* **Text shown**:

Wednesday, October 19, 2005

I love Spray N Wash

It is possible that I use more Spray N Wash than actual detergent. Maybe I should just pour some in a bucket and dip all of Isaiah's clothes in it. This would ease up on the hand cramping from pumping the spray.

Monday, October 10, 2005

MAMA


He said MAMA yesterday. He said DADA first, and now he says MAMA. It is wonderful. I am not sure if he knows what MAMA and DADA mean, but WHO CARES? He said MAMA! Today he said it over and over again like a mantra: mama ma ma ma ma. And he's learned how to clap his hands! Now he sits at the screen door looking out, talking to and laughing at Oscar and Mayer (our weenie dogs) and clapping his hands. What a wonderful little boy.

Saturday, October 08, 2005

Random thoughts

I'm jealous of people who can go to the bathroom whenever they want. Yeah, that's one thing about being a mother. ALL your needs are put second. I've gotten to the point where I never need to go to the bathroom anymore because I've trained my body into putting it off so much. I actually have to remind myself to pee.

Monday, October 03, 2005

Dear Isaiah,

I can't believe you are 8 months old! You have learned so much in the last few months, it is simply amazing. You are still the sweet natured, smiley, happy, chubby baby who stole our hearts, but now, you are on the go! The only time you sit still is to watch your videos.

Busy, so busy. All the time. You are busy crawling at lightning speed, pulling up, standing and investigating, playing with your toys, pointing, pointing at everything and eating- you are such a good eater! We love feeding you- when you like something you say MMMMM MMMMM the whole time you are eating it.

Teeth. You have 7 teeth. You are an early teether. You have two more coming in soon. They are all so crooked and absolutely adorable. You have a gap in the middle of your two front teeth, and I don't know if it will fill in when your teeth fully come in, or if you will be like Madonna.

* **Provided records**:
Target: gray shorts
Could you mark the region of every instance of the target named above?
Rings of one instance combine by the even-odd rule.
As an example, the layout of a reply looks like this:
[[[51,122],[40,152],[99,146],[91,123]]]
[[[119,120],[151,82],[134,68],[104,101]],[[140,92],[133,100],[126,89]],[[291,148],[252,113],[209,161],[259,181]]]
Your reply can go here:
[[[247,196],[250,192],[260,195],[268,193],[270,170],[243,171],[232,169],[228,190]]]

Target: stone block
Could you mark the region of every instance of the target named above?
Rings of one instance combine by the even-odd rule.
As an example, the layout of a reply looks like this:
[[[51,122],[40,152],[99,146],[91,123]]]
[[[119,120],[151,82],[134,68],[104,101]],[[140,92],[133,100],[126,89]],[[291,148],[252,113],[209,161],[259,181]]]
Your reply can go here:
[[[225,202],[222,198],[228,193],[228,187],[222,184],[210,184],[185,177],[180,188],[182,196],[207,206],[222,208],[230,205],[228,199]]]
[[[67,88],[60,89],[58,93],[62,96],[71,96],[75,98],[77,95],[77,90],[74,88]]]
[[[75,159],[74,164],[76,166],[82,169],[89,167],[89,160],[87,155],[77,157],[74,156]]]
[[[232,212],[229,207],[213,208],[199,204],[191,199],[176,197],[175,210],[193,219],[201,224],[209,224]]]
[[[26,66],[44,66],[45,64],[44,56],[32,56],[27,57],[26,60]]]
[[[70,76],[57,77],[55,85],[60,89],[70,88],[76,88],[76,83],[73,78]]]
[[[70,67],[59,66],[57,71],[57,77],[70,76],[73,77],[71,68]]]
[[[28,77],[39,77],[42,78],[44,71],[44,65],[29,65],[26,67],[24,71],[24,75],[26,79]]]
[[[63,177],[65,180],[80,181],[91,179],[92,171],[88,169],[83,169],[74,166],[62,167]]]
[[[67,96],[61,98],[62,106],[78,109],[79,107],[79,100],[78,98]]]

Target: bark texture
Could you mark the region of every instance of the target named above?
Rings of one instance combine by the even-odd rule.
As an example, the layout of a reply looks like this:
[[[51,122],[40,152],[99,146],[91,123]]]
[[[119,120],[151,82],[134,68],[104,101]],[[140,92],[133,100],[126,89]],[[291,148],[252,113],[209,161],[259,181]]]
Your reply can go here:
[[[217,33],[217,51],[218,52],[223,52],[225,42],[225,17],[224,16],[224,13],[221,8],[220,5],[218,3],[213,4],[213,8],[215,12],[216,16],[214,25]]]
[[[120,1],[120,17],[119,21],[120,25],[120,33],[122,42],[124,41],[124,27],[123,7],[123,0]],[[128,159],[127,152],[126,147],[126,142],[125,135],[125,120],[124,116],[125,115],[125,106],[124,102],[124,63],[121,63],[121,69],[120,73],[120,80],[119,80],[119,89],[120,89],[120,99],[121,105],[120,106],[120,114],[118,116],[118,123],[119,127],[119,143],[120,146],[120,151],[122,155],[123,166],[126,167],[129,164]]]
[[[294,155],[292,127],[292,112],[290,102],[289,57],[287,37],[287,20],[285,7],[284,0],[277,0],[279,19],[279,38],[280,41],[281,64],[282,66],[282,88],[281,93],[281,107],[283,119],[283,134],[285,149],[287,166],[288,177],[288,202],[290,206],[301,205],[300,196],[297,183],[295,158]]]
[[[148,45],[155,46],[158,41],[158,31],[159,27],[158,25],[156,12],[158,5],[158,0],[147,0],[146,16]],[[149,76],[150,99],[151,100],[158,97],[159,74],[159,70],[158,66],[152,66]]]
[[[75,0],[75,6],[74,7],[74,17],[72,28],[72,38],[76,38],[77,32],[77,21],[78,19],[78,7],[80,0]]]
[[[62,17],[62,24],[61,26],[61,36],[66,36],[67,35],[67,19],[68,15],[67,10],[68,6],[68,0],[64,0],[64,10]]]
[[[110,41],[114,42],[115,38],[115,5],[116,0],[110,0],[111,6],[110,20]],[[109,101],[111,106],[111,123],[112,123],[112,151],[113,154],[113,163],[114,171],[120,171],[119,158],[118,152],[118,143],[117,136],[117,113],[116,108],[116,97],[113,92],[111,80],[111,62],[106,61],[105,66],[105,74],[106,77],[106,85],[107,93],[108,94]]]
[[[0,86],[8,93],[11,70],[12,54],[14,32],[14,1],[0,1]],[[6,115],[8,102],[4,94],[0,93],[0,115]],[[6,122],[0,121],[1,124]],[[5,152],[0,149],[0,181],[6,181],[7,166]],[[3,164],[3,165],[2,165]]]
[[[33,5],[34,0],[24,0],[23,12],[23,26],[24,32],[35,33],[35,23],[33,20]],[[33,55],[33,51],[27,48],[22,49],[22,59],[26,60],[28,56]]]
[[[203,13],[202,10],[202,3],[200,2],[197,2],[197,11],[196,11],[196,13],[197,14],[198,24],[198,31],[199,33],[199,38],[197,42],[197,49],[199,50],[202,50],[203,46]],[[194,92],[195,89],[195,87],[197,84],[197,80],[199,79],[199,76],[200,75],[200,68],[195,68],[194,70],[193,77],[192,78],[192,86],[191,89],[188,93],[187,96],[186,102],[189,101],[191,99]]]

* **Tasks to complete**:
a) Quote the blog posts word for word, everything from "Monday, October 10, 2005" down to "myself to pee.".
b) In the blog posts, what are the names of the two weenie dogs?
The items stand apart from the blog posts and are separate material.

* **Solution set**:
a)
Monday, October 10, 2005

MAMA


He said MAMA yesterday. He said DADA first, and now he says MAMA. It is wonderful. I am not sure if he knows what MAMA and DADA mean, but WHO CARES? He said MAMA! Today he said it over and over again like a mantra: mama ma ma ma ma. And he's learned how to clap his hands! Now he sits at the screen door looking out, talking to and laughing at Oscar and Mayer (our weenie dogs) and clapping his hands. What a wonderful little boy.

Saturday, October 08, 2005

Random thoughts

I'm jealous of people who can go to the bathroom whenever they want. Yeah, that's one thing about being a mother. ALL your needs are put second. I've gotten to the point where I never need to go to the bathroom anymore because I've trained my body into putting it off so much. I actually have to remind myself to pee.

b) Oscar and Mayer